Given entries:
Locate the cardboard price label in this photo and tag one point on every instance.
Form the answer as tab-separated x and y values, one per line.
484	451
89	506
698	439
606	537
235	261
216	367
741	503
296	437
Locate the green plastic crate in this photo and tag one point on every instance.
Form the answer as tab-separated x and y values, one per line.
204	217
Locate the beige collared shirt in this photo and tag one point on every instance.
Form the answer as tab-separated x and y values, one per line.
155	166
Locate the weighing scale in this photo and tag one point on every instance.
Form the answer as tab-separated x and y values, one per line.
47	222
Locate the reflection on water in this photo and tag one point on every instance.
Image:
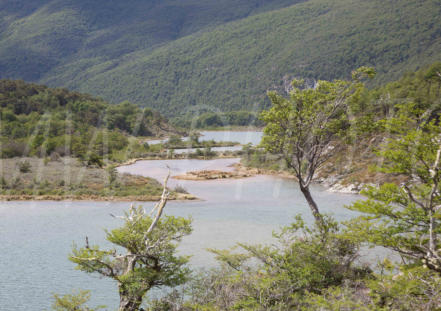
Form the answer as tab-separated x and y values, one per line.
36	237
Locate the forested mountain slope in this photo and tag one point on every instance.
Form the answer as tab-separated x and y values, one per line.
39	121
229	67
37	36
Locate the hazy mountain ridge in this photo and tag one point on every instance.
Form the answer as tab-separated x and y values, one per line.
39	36
231	66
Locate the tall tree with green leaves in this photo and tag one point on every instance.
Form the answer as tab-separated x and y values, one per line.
149	260
306	127
406	218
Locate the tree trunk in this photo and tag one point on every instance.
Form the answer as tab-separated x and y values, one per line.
312	205
127	303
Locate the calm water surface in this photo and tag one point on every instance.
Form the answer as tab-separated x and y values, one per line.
36	237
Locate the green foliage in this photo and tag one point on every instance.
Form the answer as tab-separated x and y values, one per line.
24	166
304	261
405	218
73	302
39	121
150	260
411	289
230	67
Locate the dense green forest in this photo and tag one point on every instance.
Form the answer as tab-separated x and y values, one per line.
322	265
38	37
189	57
39	121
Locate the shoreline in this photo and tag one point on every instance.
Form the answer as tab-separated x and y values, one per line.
96	198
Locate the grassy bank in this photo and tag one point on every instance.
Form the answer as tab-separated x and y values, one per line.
69	179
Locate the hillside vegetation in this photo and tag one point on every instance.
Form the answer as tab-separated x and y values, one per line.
40	121
213	56
38	36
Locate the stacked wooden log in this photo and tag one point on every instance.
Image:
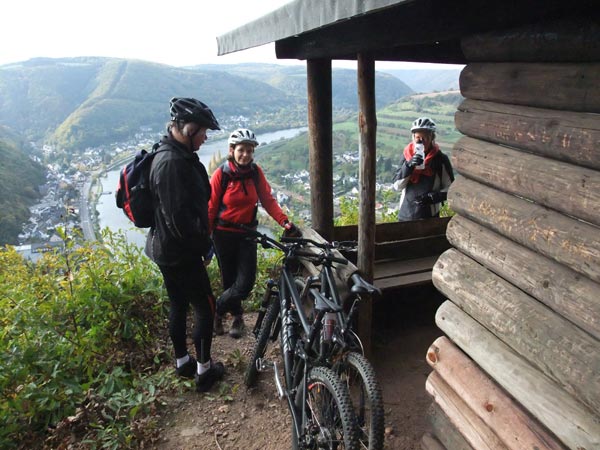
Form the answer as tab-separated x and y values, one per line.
520	366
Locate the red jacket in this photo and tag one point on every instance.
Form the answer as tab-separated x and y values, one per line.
239	200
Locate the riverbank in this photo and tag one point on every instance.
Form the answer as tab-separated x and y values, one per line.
103	210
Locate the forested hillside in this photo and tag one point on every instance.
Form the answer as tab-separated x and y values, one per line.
83	102
393	134
292	80
20	178
428	80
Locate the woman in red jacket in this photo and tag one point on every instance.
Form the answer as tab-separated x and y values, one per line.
237	187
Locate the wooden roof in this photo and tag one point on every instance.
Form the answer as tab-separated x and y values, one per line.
390	30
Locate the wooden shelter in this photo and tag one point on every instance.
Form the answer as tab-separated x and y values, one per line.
519	367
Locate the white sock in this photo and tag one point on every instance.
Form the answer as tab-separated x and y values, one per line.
183	360
203	367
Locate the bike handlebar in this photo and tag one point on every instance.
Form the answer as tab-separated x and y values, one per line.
297	242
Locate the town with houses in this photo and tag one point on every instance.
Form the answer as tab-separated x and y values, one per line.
67	197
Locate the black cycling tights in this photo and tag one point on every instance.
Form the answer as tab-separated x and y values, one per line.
189	285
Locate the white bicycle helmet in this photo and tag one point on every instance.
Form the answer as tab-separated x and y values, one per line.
241	136
423	123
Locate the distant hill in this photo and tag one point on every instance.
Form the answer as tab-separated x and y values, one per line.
20	178
292	80
87	102
83	102
427	80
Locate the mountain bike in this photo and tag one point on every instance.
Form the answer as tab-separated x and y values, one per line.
326	334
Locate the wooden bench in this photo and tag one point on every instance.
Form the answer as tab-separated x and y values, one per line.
405	252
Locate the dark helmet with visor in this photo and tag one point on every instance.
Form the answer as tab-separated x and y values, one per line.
191	110
423	123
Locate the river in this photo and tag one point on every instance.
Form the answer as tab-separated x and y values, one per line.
111	217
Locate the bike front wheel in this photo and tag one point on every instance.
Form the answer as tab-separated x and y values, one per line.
267	330
326	413
357	373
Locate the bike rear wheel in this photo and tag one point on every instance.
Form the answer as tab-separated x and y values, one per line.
328	421
357	373
267	329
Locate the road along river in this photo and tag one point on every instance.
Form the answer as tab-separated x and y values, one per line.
112	217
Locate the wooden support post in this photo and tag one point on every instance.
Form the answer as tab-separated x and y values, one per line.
318	72
367	122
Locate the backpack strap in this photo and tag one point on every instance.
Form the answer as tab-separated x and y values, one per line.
226	176
445	163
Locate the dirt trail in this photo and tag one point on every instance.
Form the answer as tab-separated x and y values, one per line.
234	418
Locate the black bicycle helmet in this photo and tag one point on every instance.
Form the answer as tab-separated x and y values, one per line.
192	110
423	123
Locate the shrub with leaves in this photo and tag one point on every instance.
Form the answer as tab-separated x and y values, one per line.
79	344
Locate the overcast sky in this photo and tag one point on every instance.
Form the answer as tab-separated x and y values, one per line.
175	32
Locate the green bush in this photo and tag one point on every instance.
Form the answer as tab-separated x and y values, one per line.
78	344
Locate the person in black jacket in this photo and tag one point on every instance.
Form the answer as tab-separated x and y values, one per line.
424	176
179	240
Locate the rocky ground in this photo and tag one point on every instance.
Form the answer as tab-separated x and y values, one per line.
232	417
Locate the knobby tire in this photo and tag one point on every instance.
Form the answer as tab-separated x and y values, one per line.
262	340
329	420
357	373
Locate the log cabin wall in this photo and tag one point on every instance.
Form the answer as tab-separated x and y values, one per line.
519	367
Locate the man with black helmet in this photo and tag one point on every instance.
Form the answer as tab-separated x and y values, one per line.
179	240
425	174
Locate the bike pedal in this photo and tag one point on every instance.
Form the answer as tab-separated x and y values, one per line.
264	365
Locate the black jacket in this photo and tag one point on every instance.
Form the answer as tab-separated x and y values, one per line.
181	191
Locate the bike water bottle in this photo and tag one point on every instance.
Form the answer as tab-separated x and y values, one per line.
328	326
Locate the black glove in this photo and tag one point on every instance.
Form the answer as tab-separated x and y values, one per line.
291	230
416	160
430	198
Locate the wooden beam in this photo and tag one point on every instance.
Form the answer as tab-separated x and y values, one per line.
558	348
318	73
367	123
444	430
574	424
571	242
510	422
429	442
397	231
572	87
563	290
563	135
475	431
566	39
563	187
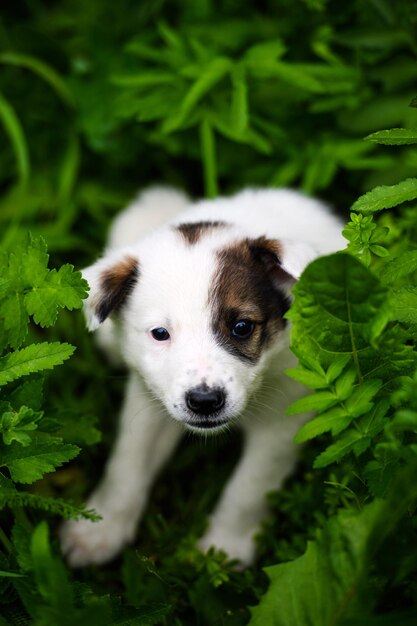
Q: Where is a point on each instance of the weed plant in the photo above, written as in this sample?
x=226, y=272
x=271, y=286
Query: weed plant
x=100, y=99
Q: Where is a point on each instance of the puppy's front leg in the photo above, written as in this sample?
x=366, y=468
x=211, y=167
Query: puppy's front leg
x=146, y=438
x=268, y=457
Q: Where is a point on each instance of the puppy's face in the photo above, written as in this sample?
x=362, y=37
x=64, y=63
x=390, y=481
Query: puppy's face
x=200, y=310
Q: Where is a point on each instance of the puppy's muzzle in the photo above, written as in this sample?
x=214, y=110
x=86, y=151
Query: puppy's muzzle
x=205, y=401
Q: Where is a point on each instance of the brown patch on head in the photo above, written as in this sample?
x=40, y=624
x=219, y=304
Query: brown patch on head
x=117, y=283
x=193, y=231
x=249, y=286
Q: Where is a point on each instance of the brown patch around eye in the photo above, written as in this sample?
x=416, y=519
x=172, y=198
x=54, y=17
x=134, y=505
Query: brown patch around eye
x=193, y=231
x=245, y=287
x=117, y=283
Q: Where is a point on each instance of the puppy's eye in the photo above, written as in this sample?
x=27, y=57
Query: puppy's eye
x=242, y=329
x=160, y=333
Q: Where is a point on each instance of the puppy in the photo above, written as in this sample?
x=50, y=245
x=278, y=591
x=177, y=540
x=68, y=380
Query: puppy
x=192, y=299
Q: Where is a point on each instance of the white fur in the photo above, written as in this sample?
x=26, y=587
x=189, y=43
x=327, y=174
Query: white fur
x=172, y=291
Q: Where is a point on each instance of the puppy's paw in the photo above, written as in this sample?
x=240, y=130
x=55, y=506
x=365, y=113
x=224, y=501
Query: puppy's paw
x=84, y=542
x=238, y=547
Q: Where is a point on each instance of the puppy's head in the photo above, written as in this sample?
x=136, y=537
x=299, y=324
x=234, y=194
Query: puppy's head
x=199, y=317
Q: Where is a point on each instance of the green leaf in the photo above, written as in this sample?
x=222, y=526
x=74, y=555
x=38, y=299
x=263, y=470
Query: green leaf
x=34, y=358
x=16, y=426
x=386, y=196
x=306, y=377
x=28, y=393
x=11, y=497
x=15, y=318
x=394, y=136
x=44, y=454
x=342, y=446
x=14, y=129
x=337, y=366
x=319, y=401
x=335, y=420
x=403, y=265
x=64, y=288
x=404, y=305
x=360, y=400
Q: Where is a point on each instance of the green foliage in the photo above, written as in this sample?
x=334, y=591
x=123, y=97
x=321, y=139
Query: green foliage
x=100, y=99
x=333, y=582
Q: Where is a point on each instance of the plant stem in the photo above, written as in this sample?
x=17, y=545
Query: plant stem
x=5, y=540
x=208, y=152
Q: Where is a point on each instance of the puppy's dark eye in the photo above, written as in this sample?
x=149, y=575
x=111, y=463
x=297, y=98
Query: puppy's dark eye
x=242, y=329
x=160, y=333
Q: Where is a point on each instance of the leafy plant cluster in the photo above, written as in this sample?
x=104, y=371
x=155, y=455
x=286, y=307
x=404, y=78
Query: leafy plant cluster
x=354, y=319
x=100, y=99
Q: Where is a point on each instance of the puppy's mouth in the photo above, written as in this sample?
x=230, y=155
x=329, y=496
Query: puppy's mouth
x=206, y=424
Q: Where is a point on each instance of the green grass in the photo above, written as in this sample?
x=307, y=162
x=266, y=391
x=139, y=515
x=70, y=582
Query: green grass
x=100, y=99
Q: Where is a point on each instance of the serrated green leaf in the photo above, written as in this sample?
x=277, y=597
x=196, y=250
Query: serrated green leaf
x=394, y=136
x=12, y=497
x=16, y=425
x=28, y=393
x=34, y=263
x=386, y=196
x=314, y=380
x=337, y=366
x=64, y=288
x=44, y=454
x=15, y=318
x=34, y=358
x=404, y=305
x=319, y=401
x=403, y=265
x=360, y=400
x=344, y=384
x=335, y=420
x=336, y=451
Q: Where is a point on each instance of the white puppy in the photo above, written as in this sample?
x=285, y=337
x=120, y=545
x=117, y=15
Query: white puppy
x=192, y=299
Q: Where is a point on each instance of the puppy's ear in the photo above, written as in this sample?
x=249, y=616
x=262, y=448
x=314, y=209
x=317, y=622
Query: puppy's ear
x=285, y=259
x=111, y=281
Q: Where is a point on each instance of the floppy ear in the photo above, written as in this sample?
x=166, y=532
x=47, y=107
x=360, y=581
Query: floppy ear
x=285, y=259
x=111, y=281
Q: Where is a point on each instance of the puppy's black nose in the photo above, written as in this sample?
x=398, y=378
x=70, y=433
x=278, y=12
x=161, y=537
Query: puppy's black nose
x=204, y=401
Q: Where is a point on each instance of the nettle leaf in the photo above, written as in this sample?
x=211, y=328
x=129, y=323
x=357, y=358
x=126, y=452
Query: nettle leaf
x=307, y=377
x=394, y=136
x=359, y=401
x=334, y=420
x=13, y=498
x=319, y=401
x=64, y=288
x=386, y=196
x=399, y=267
x=342, y=446
x=28, y=393
x=16, y=426
x=34, y=262
x=404, y=305
x=34, y=358
x=43, y=454
x=337, y=304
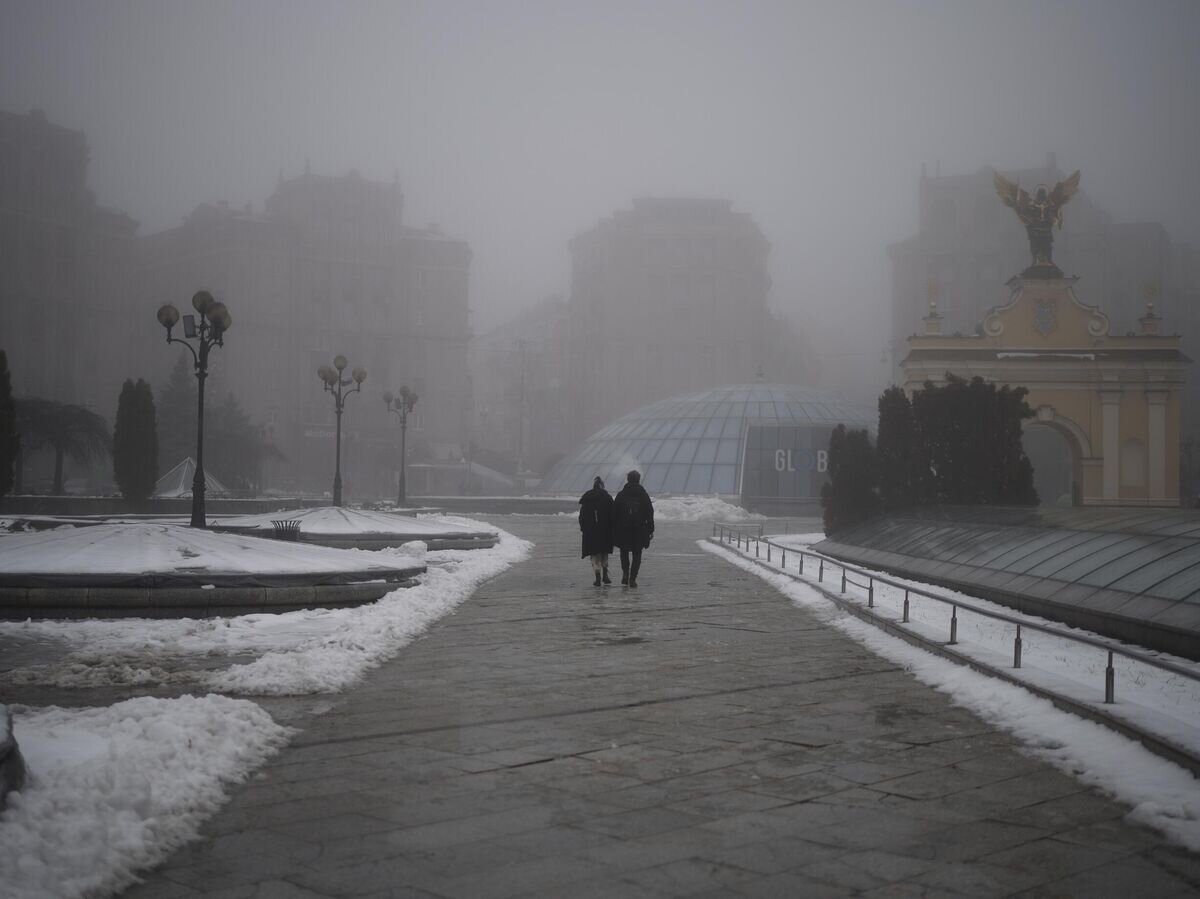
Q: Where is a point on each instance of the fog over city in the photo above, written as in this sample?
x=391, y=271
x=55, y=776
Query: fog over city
x=599, y=448
x=517, y=125
x=505, y=133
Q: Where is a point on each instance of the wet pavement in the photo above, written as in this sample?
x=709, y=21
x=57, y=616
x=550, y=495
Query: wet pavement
x=696, y=736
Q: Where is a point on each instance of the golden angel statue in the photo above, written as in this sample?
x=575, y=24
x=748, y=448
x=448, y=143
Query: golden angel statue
x=1038, y=214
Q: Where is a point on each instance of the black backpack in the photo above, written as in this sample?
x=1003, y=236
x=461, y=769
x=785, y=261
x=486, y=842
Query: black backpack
x=630, y=515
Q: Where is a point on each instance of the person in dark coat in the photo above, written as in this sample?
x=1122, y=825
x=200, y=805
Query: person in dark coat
x=633, y=526
x=595, y=522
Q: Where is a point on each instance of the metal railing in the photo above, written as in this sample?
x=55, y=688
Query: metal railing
x=731, y=535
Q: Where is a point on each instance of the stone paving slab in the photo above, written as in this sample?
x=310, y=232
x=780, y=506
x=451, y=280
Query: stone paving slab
x=697, y=736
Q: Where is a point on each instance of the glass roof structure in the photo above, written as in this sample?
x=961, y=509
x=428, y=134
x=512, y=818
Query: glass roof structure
x=1133, y=574
x=696, y=443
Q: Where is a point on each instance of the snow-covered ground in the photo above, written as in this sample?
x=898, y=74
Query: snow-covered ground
x=117, y=789
x=1162, y=795
x=113, y=790
x=336, y=521
x=303, y=652
x=154, y=547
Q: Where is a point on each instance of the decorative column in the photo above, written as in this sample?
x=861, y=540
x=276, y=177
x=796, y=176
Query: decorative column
x=1156, y=442
x=1110, y=424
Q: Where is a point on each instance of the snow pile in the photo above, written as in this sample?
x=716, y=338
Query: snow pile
x=153, y=547
x=700, y=508
x=307, y=651
x=339, y=521
x=347, y=642
x=1163, y=795
x=113, y=790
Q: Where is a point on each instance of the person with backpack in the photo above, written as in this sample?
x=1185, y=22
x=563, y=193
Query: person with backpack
x=595, y=522
x=633, y=526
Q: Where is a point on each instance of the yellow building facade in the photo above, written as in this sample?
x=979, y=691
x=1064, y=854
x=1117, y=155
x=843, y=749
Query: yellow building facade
x=1114, y=400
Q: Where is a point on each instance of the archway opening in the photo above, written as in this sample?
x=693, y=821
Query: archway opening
x=1054, y=457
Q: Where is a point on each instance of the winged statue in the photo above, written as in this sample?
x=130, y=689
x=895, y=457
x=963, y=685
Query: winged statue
x=1038, y=213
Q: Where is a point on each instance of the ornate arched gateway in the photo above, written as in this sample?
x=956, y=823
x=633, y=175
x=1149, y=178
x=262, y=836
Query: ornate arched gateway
x=1115, y=399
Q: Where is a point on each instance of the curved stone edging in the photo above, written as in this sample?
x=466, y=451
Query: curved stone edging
x=387, y=541
x=187, y=601
x=1131, y=629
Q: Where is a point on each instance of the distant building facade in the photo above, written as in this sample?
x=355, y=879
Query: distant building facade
x=966, y=249
x=666, y=298
x=65, y=265
x=519, y=371
x=328, y=268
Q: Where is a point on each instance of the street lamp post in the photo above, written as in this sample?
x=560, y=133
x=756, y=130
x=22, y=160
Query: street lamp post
x=401, y=405
x=209, y=331
x=336, y=385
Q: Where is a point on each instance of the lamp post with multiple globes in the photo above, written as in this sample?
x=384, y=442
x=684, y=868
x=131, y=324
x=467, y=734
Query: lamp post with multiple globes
x=401, y=405
x=208, y=331
x=331, y=377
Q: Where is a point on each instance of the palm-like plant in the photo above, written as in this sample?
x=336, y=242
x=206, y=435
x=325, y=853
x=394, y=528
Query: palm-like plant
x=71, y=431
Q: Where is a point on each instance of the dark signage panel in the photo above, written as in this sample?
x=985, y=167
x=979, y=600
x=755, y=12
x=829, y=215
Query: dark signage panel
x=785, y=463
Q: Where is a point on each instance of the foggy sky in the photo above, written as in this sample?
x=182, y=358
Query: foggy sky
x=516, y=125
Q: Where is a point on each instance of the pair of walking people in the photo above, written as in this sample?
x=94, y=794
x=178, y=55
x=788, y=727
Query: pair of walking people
x=627, y=522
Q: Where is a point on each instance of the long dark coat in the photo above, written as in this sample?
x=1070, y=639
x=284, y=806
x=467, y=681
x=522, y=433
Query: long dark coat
x=633, y=517
x=595, y=521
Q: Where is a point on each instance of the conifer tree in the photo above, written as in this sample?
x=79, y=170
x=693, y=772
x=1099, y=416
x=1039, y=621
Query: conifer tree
x=177, y=415
x=10, y=439
x=136, y=442
x=850, y=496
x=895, y=450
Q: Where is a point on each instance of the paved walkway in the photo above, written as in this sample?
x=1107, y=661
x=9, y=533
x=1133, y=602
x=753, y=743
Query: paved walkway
x=697, y=736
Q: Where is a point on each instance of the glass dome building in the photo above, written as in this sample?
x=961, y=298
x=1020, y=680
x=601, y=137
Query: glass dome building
x=762, y=443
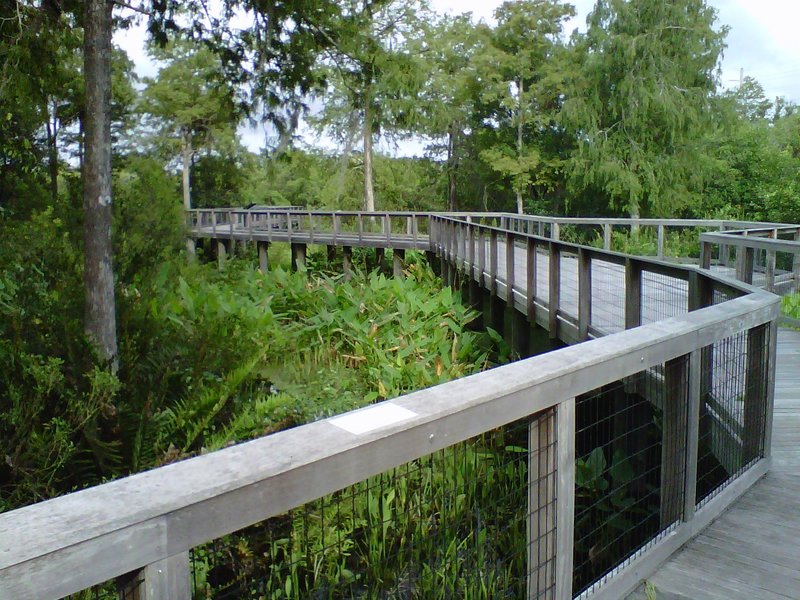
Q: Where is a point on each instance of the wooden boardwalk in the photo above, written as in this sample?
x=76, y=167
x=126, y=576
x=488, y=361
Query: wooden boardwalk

What you are asked to do: Starting at the line with "Q: Where is a point on each instance of the foggy", output each line through the final one of the listing above, and nothing else. Pictures are to be left out.

Expected output:
Q: Where is a point on each instance of the foggy sky in the photo above, written as in this sample?
x=182, y=358
Query: foggy sky
x=516, y=125
Q: Where is a point on each instance of the pair of walking people in the photo above, written as in this sample?
x=94, y=794
x=178, y=55
x=788, y=727
Query: pair of walking people
x=627, y=522
Q: Where is a point on each instance of the long dark coat in the photo above, written as in this sample?
x=1070, y=639
x=284, y=806
x=467, y=681
x=522, y=433
Query: long dark coat
x=633, y=517
x=595, y=521
Q: Where is a point on each instance of the conifer tree in the photo above, written as in this sample?
x=79, y=170
x=693, y=772
x=1099, y=416
x=1039, y=621
Query: conifer tree
x=177, y=415
x=10, y=439
x=136, y=442
x=850, y=496
x=895, y=450
Q: Where is a point on each instance of the paved walkway in the photo above, written as in this sample?
x=1107, y=661
x=9, y=533
x=1133, y=602
x=753, y=743
Query: paved walkway
x=697, y=736
Q: Where is a point on each instance of the glass dome building in the photo above, written as in this sample?
x=961, y=298
x=1020, y=680
x=601, y=137
Query: glass dome building
x=762, y=443
Q: Where is a point on each instance of the wooden boardwalk in the photo above, written as in this sample?
x=76, y=167
x=126, y=576
x=488, y=361
Query: wooden boardwalk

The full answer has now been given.